> _GOAL OF THE EXERCISE_:
Pull out every line of the entries below and copy them word for word, leaving out the pictures.

> _DATA FOR THIS EXERCISE_:
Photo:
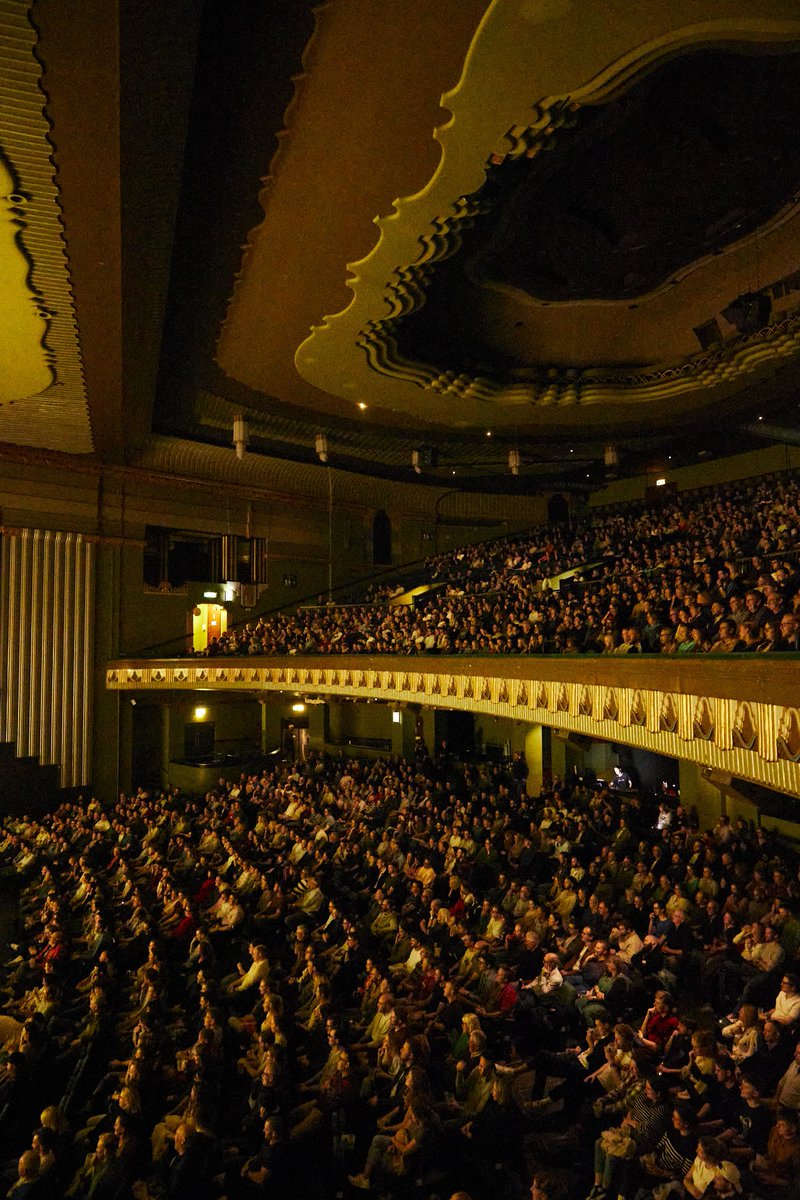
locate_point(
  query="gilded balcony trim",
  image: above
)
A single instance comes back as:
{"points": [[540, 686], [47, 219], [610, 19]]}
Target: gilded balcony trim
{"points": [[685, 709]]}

> _OUTPUT OF THE TASK_:
Photo:
locate_point(
  query="gilded balcony trim",
  image: above
)
A single instance comes back as:
{"points": [[540, 686], [47, 219], [610, 19]]}
Target: gilded balcony trim
{"points": [[685, 709]]}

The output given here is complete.